* Excerpted records

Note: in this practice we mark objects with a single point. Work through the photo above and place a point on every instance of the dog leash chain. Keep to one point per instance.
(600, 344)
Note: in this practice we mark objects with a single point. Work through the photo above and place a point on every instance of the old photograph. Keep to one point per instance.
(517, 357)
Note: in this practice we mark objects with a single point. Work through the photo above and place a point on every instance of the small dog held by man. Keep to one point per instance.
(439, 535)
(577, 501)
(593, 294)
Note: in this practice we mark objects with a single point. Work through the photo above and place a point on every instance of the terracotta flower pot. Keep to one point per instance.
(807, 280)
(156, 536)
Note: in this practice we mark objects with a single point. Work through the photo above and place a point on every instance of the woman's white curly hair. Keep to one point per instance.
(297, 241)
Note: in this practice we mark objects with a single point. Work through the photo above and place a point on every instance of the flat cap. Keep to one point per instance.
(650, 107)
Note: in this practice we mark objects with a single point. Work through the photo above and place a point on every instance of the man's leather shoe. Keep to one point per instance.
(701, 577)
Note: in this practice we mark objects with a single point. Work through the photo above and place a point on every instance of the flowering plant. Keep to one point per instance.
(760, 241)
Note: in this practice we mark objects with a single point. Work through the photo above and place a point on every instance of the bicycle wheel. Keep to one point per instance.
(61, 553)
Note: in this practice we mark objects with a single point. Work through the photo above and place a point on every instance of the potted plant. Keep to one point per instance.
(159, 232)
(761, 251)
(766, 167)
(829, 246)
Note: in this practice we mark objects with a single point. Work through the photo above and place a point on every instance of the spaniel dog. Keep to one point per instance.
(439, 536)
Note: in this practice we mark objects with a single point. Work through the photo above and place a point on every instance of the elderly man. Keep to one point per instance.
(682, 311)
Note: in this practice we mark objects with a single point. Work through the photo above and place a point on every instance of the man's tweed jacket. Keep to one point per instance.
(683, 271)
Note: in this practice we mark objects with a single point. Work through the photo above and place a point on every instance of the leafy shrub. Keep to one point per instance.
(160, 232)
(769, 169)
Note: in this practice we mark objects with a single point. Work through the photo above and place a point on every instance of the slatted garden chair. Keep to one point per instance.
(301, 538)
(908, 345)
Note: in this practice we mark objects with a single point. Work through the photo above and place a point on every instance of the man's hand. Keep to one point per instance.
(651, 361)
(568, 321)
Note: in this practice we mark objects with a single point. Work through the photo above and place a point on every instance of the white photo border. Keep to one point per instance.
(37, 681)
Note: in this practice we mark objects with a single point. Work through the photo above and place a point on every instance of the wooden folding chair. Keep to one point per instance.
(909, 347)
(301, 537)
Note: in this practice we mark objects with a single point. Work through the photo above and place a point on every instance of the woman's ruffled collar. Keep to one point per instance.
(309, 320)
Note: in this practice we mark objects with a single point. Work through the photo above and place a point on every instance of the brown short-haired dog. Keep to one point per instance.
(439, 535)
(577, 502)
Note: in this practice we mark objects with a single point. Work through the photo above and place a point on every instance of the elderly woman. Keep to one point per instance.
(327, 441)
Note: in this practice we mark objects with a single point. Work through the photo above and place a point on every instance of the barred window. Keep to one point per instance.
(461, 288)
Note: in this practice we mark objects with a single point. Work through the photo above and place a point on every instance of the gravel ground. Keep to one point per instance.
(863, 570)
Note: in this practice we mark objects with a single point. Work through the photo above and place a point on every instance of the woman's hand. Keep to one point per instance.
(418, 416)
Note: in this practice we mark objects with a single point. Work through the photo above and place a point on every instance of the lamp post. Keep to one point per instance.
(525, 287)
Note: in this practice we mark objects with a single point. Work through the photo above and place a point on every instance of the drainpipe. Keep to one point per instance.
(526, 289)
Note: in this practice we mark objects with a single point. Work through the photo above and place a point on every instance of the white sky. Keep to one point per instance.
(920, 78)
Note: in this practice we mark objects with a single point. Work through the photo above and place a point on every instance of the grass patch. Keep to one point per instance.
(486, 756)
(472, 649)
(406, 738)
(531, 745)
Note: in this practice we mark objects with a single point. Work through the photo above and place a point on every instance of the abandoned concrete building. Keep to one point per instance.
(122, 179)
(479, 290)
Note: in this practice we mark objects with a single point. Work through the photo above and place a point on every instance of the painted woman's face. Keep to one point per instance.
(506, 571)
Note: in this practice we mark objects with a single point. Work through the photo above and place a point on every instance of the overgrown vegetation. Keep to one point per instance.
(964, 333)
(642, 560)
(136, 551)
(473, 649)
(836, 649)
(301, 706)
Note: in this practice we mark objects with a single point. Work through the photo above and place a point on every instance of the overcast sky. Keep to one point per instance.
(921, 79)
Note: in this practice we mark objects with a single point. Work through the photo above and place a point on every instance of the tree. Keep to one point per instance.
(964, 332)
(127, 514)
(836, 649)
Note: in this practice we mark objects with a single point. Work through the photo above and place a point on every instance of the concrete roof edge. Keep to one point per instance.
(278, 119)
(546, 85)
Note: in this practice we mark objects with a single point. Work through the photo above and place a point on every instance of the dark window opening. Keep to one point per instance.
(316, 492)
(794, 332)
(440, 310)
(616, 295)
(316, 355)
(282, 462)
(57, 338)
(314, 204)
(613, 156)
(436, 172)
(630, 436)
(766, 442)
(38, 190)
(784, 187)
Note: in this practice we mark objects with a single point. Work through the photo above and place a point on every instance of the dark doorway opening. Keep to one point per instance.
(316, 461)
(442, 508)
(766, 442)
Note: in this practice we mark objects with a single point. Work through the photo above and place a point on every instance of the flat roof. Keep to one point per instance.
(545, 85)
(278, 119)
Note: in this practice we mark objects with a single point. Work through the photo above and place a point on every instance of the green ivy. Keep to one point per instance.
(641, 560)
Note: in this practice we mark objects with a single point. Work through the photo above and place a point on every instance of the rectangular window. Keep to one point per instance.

* What you will do
Please reproduce the entire listing, exactly as shown.

* Answer
Note: in this practice we mark objects with a single point. Work through the photo above and place a point on every instance of the dog leash chain. Keep to one point per instance.
(600, 344)
Note: in this practice we mark objects with a single point. Work through the photo above and place a point on every instance of the old photograph. Keep to one point per instance.
(517, 357)
Note: in this practice we mark objects with a single point. Work through the photo above and place a point on every instance of the small dog held by man. Keep to one point per instance.
(439, 535)
(577, 501)
(593, 294)
Note: in this practice we mark objects with a single point. Work through the photo above and place a point on every instance of the terracotta flower pot. Keep to one point per instance.
(807, 280)
(156, 536)
Note: in this practice we mark objects with a single point. Work through the photo above and place a point on every instance of the woman's white curly hair. Keep to one point per instance.
(297, 241)
Note: in this practice we mark objects with a single point. Work through the photo above and place a point on every instance of the flat cap. Keep to one point per instance.
(650, 107)
Note: in this practice we mark objects with a single point. Work through the photo above and place a point on every instance of the man's leather shoe. Keep to one point per instance.
(701, 577)
Note: in this practice we mark objects with a single point. Work through the photo above and place a point on every instance of the flowering plant. Keep to one point per instance.
(760, 241)
Note: in this practice we mark objects with a single point. Work through the photo above and place a point on every instance of the bicycle wheel. Keep to one point per instance.
(61, 553)
Note: in this practice we mark objects with a single point. Work through the photo above and place a point on every instance of the potted plant. Keep to one point per instance.
(159, 232)
(761, 251)
(766, 167)
(829, 246)
Note: in this practice we mark objects with a single point. Work through the photo above and place a point on every instance of the spaniel dog. Keep to one point per instance.
(439, 536)
Note: in this practice we mark objects with a single point. Work through the photo above and place a point on every instance of the elderly man. Keep to one point per instance.
(682, 311)
Note: in this practice we mark objects with a single point. Work through the photo above and place a point on every instance of the man's tweed jacket. Keep to one point per instance.
(683, 271)
Note: in this practice we mark objects with a single point. Work through the photo above and place a point on every instance of the leafy shrub. Keep to one point per instance.
(160, 232)
(769, 169)
Note: in this practice we mark objects with a single point. Work through the photo above and place a point on every instance of the slatted garden chair. Keep to one point per instance.
(301, 538)
(908, 345)
Note: in this practice we mark objects with a single point. Work through the photo above and place a point on every instance of the man's hand. Keep to one point per instance.
(651, 361)
(568, 321)
Note: in this practice we mark objects with a single point. Work through the photo above and place a point on every instance of the white photo border. Keep to one point per instance.
(37, 681)
Note: in this practice we mark objects with a single point. Work through the photo above and place a point on every instance of the wooden folding chair. Keep to one point per instance.
(909, 347)
(301, 537)
Note: in this practice we mark objects with a single point. Work through the photo above and place a point on every instance of the woman's ruffled collar. Keep to one point per instance.
(309, 320)
Note: in this practice we mark objects with a single point. Work through the photo above and place a point on every instance of the brown short-haired dog. Keep to one point per instance.
(439, 535)
(577, 502)
Note: in this practice we mark objects with a single point. Work through the photo above and place a point on every instance of the elderly woman. Keep to one point per instance.
(327, 441)
Note: in this practice we mark objects with a single point. Work through the photo above and place a point on every instance of the barred window. Keep to one point per instance.
(461, 288)
Note: in this practice we mark objects with a single point. Work through the photo above and place a point on every instance of the gravel ground. Keep to one point per instance.
(863, 570)
Note: in this practice we mark objects with a single point. Work through the photo above and place a point on every instance of the woman's hand. Keep to one point per instance.
(418, 416)
Note: in this practice we mark objects with a single point. Work through the photo above and place a point on every instance of the lamp post. Keep to one point per instance.
(525, 287)
Note: in this practice we mark objects with a single point. Work through the photo above and place a point on every instance of the drainpipe. Keep to one point per instance.
(526, 289)
Note: in this practice we mark objects with a single point. Work through the photo above and place a point on every instance of the white sky. Keep to one point per instance.
(920, 78)
Note: in this practice we mark objects with a single point. Work through the photo above and place a point on every instance of the grass patch. Keep to one point per instance.
(486, 756)
(472, 649)
(406, 738)
(531, 745)
Note: in this practice we mark objects with a single point. Work through the photo above and place a point on every instance of the abandoned concrete building. Keep to one point per instance.
(122, 179)
(479, 290)
Note: in this practice we mark objects with a single point. Work through the photo above and place a point on every instance of the painted woman's face. Keep to one point per instance.
(506, 571)
Note: in this practice we mark objects with a single point. Work through the photo above and place a point on every instance of the overgrown vegetation. Keep to one point per instance.
(964, 333)
(642, 560)
(136, 551)
(473, 649)
(836, 649)
(301, 706)
Note: in this practice we mark objects with a single point. Work through the photo above and place a point on every instance of the overcast sky. Keep to one point per instance.
(921, 79)
Note: in this practice we mark objects with a single point. Work through the photo above and place a point on every instance of the tree. Keep to one point per instance.
(964, 332)
(127, 514)
(836, 649)
Note: in this practice we mark objects with a single point. Work through the photo above and place a point on every instance of the concrete roof edge. Keep to one point per instance.
(278, 119)
(546, 85)
Note: in this practice we mark objects with a single point. Work through the photo above and place a point on every instance of the dark window opening. Keep to one point per instance.
(316, 492)
(794, 332)
(440, 310)
(616, 295)
(316, 355)
(282, 462)
(57, 338)
(314, 204)
(613, 156)
(436, 172)
(630, 436)
(766, 442)
(38, 190)
(784, 187)
Note: in this practice we mark objects with a single point. Work through the photo above and place a point on every instance of the dark doorway opening. Keep to one point per instance.
(316, 461)
(442, 508)
(766, 442)
Note: in this practice we mark objects with a single point. Work through the photo above and place a point on every instance of the flat roof. Keep to one point per instance.
(545, 85)
(278, 119)
Note: in this practice we mark objects with a single point. Work through the photo above and place a point on every instance of the green ivy. Keep to one point per instance.
(641, 560)
Note: in this practice we mark objects with a single point. Work through the photo above and place a point on every instance of the rectangular window. Keep to one point per instance.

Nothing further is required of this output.